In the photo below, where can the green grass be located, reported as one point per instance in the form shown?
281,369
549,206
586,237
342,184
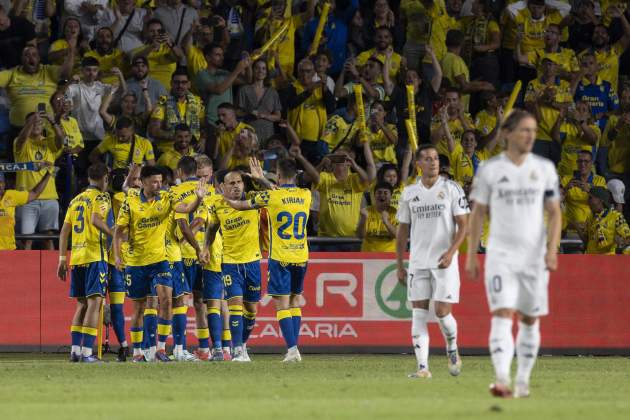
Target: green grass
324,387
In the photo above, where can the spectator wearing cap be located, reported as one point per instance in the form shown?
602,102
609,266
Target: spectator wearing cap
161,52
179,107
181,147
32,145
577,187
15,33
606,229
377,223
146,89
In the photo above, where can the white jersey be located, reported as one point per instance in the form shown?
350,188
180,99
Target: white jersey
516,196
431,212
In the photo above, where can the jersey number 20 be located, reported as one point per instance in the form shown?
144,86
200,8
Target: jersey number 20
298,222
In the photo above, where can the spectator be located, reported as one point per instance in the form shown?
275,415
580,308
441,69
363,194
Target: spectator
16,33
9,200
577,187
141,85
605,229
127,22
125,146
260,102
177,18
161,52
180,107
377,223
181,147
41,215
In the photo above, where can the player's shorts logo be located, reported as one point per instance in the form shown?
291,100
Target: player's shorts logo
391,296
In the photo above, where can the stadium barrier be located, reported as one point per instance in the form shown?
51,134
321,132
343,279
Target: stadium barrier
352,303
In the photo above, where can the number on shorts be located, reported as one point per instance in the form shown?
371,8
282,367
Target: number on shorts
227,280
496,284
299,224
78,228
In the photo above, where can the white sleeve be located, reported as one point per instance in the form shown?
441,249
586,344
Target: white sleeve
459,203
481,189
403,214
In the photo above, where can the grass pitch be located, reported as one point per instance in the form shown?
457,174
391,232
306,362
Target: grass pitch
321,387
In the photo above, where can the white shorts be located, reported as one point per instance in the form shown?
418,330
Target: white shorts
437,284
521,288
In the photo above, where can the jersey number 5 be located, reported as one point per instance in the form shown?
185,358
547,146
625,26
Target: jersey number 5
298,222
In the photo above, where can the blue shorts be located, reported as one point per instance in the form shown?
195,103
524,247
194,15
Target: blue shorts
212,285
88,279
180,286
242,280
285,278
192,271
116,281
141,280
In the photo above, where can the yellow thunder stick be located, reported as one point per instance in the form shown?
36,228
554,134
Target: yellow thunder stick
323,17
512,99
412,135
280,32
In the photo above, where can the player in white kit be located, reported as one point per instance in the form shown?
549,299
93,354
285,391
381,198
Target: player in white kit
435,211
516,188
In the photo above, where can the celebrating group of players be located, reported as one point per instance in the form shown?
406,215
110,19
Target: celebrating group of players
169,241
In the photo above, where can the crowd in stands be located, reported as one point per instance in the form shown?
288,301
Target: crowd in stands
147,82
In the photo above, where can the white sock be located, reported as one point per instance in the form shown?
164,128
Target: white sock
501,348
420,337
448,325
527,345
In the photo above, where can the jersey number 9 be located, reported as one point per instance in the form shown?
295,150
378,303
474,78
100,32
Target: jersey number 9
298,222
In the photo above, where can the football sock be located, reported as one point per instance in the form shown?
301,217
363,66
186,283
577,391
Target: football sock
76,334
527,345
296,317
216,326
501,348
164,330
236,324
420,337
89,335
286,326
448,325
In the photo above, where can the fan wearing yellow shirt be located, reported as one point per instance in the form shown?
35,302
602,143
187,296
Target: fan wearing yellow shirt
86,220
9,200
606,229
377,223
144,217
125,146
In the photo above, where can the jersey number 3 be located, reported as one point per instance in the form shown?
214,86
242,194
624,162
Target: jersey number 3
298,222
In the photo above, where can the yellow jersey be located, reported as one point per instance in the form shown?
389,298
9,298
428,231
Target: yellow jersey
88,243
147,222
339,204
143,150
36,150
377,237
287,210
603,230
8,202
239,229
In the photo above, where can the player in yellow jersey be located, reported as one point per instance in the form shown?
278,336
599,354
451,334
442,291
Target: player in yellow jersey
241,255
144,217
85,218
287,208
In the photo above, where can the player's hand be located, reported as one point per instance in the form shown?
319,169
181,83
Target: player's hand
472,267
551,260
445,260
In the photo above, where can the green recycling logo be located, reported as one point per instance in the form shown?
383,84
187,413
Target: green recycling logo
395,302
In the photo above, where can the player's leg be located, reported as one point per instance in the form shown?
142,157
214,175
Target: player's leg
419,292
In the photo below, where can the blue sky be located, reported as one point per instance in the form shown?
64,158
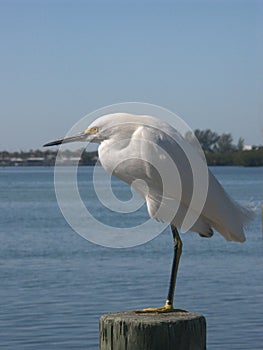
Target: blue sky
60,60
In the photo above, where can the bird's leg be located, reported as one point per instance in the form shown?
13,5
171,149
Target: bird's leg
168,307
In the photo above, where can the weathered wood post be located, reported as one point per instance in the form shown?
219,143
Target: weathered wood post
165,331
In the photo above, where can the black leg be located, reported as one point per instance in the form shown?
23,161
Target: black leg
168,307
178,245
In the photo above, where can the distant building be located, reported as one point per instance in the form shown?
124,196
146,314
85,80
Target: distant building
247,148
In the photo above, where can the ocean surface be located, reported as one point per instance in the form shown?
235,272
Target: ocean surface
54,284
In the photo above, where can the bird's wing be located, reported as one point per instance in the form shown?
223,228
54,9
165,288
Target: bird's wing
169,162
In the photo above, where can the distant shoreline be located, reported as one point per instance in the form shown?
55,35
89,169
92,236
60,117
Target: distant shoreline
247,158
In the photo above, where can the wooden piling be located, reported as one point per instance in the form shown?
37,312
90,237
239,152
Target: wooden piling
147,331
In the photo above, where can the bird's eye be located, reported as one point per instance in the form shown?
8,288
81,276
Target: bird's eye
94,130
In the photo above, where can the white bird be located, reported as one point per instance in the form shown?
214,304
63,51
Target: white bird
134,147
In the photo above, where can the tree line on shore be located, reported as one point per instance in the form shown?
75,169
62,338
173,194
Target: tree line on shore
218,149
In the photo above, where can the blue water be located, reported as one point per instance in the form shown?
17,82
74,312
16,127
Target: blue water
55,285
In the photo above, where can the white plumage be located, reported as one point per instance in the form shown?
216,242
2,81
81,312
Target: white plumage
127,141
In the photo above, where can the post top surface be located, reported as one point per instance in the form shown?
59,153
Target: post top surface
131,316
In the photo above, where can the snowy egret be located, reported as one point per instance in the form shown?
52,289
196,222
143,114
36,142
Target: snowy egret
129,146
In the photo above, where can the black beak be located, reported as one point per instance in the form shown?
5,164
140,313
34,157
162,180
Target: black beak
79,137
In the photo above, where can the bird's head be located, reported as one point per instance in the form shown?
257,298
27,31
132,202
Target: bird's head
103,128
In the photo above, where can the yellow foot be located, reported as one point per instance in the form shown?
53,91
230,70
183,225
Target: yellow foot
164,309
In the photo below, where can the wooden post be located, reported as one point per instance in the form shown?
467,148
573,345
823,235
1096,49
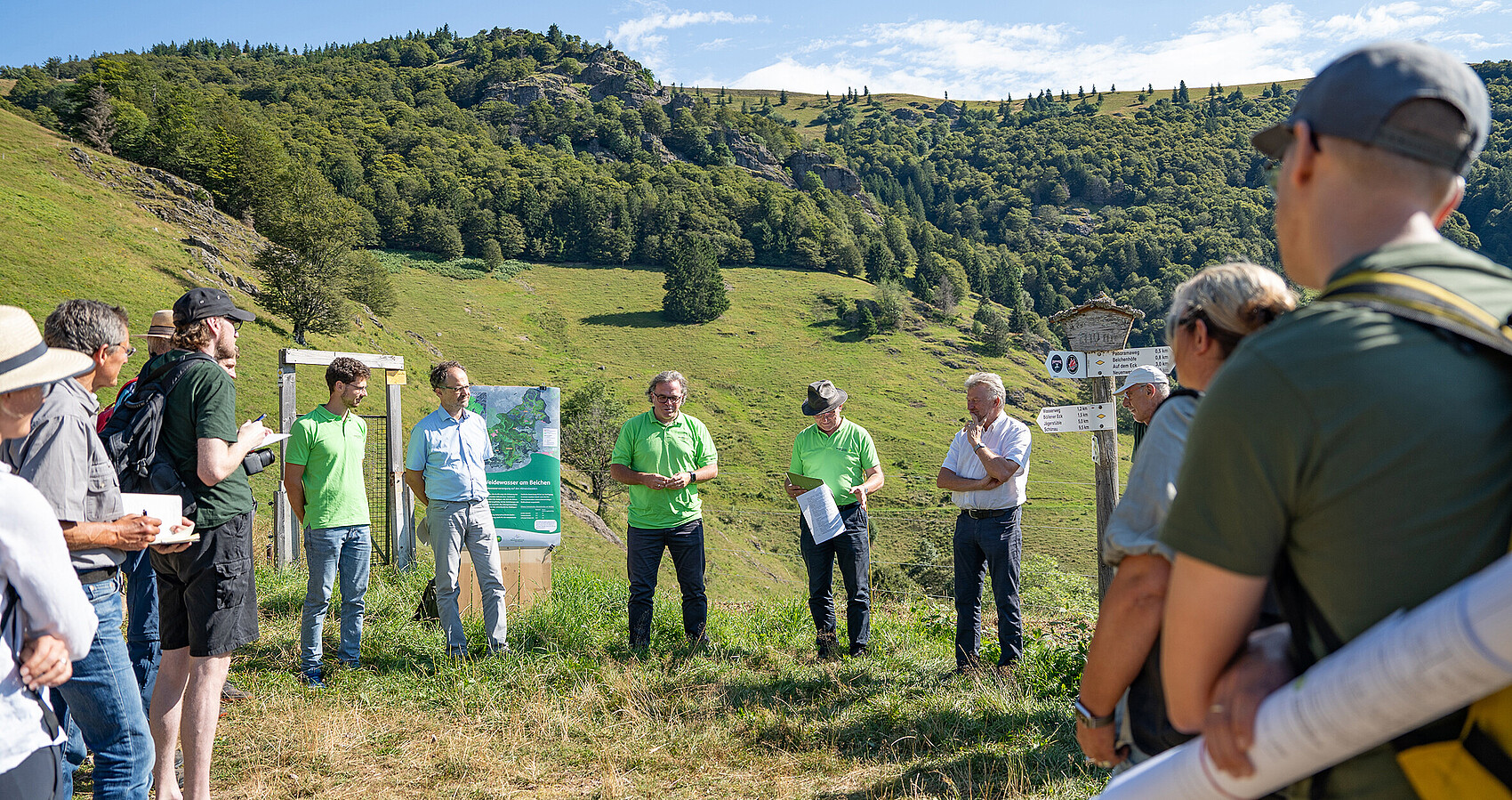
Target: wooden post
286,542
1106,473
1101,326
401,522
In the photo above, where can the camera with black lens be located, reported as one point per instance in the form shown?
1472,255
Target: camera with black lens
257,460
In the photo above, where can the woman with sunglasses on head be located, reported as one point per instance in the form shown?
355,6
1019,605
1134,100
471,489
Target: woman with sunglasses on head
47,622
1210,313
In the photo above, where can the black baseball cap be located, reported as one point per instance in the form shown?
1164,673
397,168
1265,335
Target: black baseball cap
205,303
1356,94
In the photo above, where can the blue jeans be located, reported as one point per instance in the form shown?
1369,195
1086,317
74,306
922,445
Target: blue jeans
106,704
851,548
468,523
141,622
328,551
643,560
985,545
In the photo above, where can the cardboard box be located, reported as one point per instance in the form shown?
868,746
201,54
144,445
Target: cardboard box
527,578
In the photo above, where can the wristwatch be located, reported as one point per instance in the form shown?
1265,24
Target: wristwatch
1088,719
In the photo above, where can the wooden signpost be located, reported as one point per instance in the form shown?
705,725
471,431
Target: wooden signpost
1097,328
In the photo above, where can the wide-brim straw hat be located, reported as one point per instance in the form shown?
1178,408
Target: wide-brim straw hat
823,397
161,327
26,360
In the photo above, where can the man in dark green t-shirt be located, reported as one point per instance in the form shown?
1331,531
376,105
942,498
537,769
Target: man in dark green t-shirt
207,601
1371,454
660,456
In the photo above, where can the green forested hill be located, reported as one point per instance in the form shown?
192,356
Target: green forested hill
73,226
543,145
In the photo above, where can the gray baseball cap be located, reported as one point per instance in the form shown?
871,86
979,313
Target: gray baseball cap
--------------------
▶ **What you need to do**: Return exactly, and only, the line containing "In the photo above, where can the wooden signpost" and every line after it through the end of the material.

▶ **Correct answer**:
In the photo above, where can the wooden signpost be located, reported as one point per instance in the form shown?
705,725
471,431
Target: wooden signpost
1097,328
In the photo above, where can the wide-brim straw hat be located, reported as one point per instance in the form shown?
1178,408
Target: wide-brim straw hat
823,397
161,327
26,360
In the photo above, where can the man in dark green t-shirt be located, reported as one point per instance in the form shown?
1331,531
376,105
942,498
537,769
Target: man in dark green t-shirt
207,601
1371,454
660,456
In the photo above, where can the green forested hill be located, reported as one point per instance in the form shown?
192,356
Target: green forested hill
73,226
543,145
In the photo above, where can the gray baseball cap be located, reported as one point per instance in the form shown?
871,86
979,313
Target: gray baseball cap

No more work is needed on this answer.